-- TRAVAIL DEMANDÉ --
Extrayez de la liste ci-dessous chaque ligne où figure le mot « green », en respectant la casse.

#### DONNÉES À TRAITER

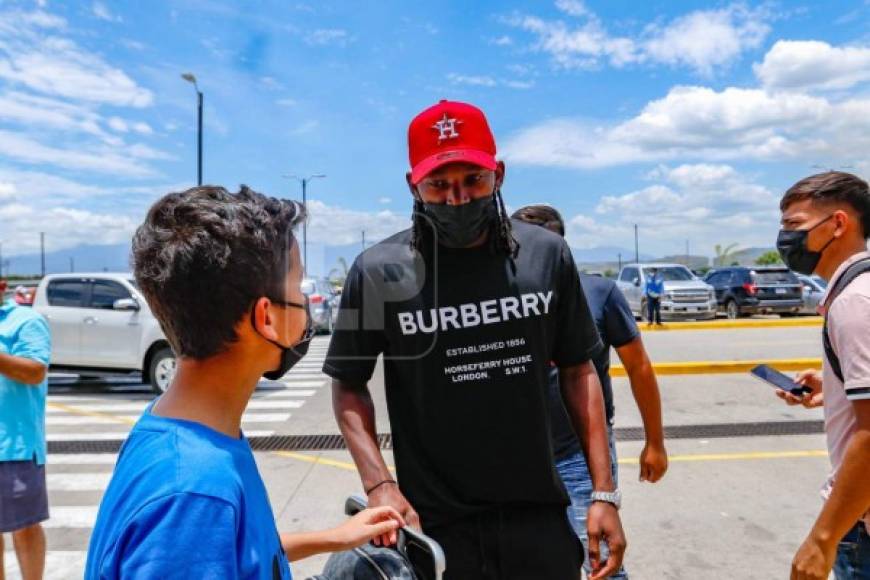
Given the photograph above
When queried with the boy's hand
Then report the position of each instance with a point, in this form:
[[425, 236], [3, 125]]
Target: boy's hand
[[379, 524], [812, 379]]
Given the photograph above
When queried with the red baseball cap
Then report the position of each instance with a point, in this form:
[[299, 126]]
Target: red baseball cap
[[449, 132]]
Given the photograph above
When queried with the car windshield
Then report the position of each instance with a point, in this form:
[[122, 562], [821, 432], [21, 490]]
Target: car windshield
[[775, 277], [671, 273]]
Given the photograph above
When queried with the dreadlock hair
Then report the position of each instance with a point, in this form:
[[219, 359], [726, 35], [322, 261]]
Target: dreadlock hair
[[502, 242]]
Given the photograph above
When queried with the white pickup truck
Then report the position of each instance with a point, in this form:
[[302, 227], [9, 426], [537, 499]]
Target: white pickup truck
[[101, 325]]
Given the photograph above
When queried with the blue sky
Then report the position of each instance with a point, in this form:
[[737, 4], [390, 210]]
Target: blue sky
[[688, 118]]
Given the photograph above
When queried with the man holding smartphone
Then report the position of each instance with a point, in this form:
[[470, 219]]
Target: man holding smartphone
[[826, 223]]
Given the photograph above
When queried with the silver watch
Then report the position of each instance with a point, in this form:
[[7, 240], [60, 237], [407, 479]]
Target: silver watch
[[612, 497]]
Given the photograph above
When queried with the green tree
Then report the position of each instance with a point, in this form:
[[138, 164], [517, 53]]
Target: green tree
[[770, 258], [724, 254], [338, 274]]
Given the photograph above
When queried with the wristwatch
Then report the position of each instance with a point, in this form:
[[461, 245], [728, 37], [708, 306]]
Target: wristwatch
[[612, 497]]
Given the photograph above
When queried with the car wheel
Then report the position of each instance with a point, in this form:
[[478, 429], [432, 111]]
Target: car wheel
[[161, 370], [732, 310]]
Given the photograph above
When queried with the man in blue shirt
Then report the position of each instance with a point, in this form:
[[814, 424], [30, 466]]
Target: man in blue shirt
[[25, 349], [617, 329], [222, 273], [653, 290]]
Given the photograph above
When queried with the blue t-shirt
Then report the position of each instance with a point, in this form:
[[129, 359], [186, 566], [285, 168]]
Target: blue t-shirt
[[655, 286], [617, 327], [187, 502], [23, 333]]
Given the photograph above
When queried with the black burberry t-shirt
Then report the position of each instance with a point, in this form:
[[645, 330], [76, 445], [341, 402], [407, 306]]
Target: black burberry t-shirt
[[467, 338]]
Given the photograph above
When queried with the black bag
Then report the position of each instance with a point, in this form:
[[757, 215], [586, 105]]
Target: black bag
[[852, 272]]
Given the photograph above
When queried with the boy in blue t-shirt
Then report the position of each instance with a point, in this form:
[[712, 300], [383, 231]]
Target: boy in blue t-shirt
[[222, 273]]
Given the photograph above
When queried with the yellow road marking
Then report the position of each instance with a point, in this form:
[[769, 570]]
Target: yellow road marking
[[724, 366], [735, 456], [757, 455], [82, 412], [811, 321]]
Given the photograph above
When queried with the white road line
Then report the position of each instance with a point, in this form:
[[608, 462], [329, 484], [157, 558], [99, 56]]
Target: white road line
[[140, 406], [77, 482], [72, 516], [115, 435], [68, 420], [58, 565], [81, 459]]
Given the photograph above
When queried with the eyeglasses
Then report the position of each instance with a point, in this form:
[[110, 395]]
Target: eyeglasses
[[310, 331]]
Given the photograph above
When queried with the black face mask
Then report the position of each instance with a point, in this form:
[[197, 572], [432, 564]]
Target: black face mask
[[290, 355], [459, 226], [792, 246]]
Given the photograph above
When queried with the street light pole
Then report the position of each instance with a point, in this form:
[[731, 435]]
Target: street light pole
[[192, 79], [304, 181]]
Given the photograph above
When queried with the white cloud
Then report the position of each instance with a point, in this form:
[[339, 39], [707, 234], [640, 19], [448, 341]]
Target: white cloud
[[106, 160], [488, 81], [32, 56], [328, 37], [64, 227], [333, 225], [706, 204], [102, 12], [472, 80], [811, 64], [699, 123], [704, 40], [572, 7]]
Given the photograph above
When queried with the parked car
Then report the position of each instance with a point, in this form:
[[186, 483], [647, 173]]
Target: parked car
[[813, 289], [763, 290], [322, 301], [686, 296], [100, 325]]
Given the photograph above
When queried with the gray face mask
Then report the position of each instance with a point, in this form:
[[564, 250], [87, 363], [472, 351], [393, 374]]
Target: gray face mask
[[459, 226]]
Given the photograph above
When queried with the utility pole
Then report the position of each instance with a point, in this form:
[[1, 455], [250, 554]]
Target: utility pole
[[636, 246], [189, 77], [304, 181]]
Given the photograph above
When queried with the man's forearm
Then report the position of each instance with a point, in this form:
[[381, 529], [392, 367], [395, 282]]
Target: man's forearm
[[355, 413], [645, 389], [850, 497], [584, 401], [22, 370]]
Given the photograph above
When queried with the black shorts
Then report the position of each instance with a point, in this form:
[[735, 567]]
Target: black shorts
[[511, 543], [23, 496]]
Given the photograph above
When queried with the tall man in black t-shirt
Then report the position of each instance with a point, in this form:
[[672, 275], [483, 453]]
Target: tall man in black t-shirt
[[469, 309]]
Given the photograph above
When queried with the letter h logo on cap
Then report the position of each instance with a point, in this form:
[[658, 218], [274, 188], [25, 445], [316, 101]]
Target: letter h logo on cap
[[435, 139]]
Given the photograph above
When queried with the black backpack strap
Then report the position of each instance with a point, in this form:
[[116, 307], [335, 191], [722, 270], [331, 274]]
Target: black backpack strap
[[852, 272]]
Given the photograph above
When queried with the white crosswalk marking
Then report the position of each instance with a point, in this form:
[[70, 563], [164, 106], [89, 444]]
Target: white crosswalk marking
[[76, 482]]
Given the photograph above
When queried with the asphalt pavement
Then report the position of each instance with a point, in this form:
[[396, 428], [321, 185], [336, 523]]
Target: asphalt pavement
[[732, 505]]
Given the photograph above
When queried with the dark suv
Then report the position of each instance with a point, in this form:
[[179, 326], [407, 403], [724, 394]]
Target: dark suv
[[762, 290]]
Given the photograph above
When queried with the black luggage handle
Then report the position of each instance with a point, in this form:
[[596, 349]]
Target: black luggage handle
[[407, 535]]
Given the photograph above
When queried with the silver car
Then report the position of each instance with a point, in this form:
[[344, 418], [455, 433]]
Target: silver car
[[685, 297], [814, 290]]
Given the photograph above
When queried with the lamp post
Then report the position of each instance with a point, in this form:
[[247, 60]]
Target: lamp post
[[192, 79], [304, 181]]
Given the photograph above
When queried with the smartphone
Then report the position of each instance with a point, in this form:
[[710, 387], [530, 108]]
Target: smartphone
[[776, 379]]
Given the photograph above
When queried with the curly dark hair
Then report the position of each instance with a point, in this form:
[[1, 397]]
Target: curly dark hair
[[833, 187], [204, 256]]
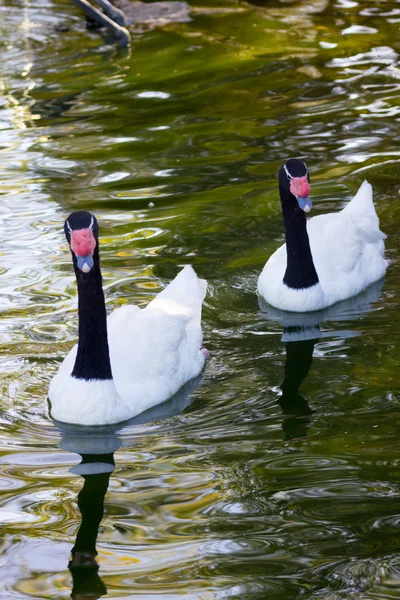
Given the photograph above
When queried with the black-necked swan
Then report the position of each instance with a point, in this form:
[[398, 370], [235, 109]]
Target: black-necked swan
[[326, 259], [136, 358]]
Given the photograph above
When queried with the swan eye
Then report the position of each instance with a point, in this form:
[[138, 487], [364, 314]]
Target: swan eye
[[288, 175]]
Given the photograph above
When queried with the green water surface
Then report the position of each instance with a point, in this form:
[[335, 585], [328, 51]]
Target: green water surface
[[242, 486]]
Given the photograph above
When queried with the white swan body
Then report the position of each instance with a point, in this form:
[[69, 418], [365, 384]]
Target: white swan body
[[348, 253], [153, 352]]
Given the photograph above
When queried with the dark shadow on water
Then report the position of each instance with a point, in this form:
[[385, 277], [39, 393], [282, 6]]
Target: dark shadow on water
[[96, 447], [300, 335], [299, 357]]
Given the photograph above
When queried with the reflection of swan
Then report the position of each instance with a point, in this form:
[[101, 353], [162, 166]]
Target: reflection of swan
[[299, 356], [83, 565], [350, 309], [301, 333], [96, 446]]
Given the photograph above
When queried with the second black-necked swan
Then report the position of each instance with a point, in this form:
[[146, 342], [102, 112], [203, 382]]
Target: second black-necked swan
[[326, 259]]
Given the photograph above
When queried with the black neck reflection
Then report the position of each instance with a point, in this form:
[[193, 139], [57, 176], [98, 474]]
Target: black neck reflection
[[83, 566], [299, 358]]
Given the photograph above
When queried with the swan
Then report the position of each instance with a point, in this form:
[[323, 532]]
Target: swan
[[134, 359], [326, 259]]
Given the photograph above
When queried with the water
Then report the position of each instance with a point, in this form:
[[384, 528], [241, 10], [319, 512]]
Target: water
[[277, 474]]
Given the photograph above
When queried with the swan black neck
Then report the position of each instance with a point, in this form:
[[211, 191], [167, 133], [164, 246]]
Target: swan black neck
[[93, 356], [300, 270]]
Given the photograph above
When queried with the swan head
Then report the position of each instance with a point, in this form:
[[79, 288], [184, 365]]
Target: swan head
[[81, 231], [294, 178]]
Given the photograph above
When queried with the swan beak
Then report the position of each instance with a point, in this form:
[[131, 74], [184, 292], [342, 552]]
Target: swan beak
[[304, 203], [85, 263]]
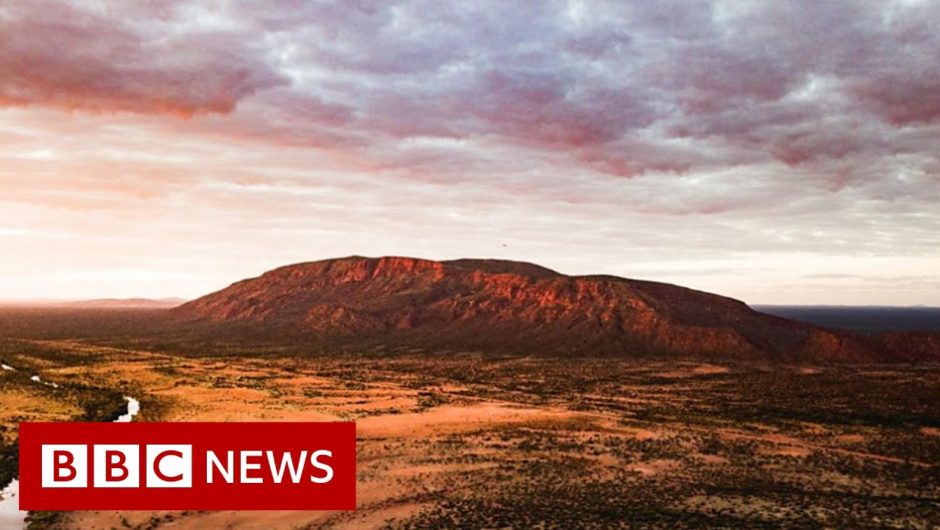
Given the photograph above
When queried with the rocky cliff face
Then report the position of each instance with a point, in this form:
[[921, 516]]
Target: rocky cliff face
[[511, 307]]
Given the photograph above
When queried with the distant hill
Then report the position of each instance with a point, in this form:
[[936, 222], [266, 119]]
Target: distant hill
[[125, 303], [495, 305], [873, 319]]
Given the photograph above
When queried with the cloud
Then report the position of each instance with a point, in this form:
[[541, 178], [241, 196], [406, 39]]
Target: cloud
[[592, 136], [66, 56]]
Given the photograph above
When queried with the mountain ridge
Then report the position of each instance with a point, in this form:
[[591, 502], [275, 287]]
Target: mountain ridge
[[501, 305]]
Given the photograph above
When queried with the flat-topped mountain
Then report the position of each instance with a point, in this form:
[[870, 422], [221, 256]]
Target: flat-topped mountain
[[506, 306]]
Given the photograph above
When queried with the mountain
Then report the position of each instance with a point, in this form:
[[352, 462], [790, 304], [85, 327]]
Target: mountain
[[506, 306]]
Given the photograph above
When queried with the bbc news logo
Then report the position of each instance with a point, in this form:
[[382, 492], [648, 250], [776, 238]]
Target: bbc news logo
[[187, 466]]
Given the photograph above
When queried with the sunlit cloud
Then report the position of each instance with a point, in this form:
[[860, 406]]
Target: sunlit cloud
[[166, 149]]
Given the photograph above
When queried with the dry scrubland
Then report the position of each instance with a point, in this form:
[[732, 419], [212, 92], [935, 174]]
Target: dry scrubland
[[457, 439]]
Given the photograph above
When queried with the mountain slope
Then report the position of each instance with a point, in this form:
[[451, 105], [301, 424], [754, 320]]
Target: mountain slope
[[510, 306]]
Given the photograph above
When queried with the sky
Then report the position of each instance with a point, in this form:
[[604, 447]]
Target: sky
[[777, 152]]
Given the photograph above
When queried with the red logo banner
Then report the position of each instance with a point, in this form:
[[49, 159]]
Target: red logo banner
[[187, 466]]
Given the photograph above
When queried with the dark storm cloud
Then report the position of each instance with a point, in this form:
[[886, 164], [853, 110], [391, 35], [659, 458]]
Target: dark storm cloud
[[613, 84]]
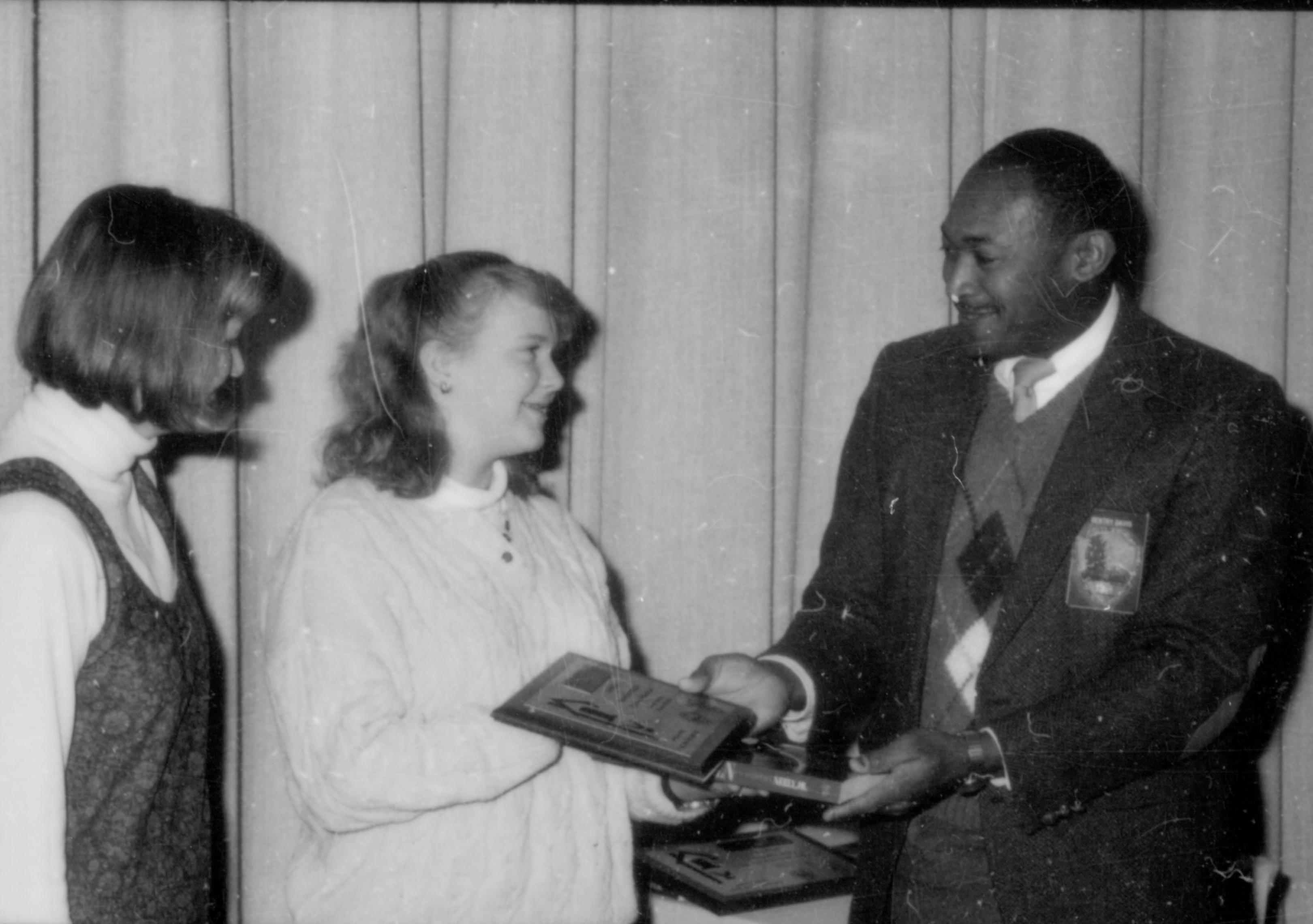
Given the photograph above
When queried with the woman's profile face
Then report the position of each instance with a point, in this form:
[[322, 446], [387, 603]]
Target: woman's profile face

########

-- SOLUTION PROPOSÉE --
When queried with the green tree
Target: green tree
When queried with the green water surface
Target: green water surface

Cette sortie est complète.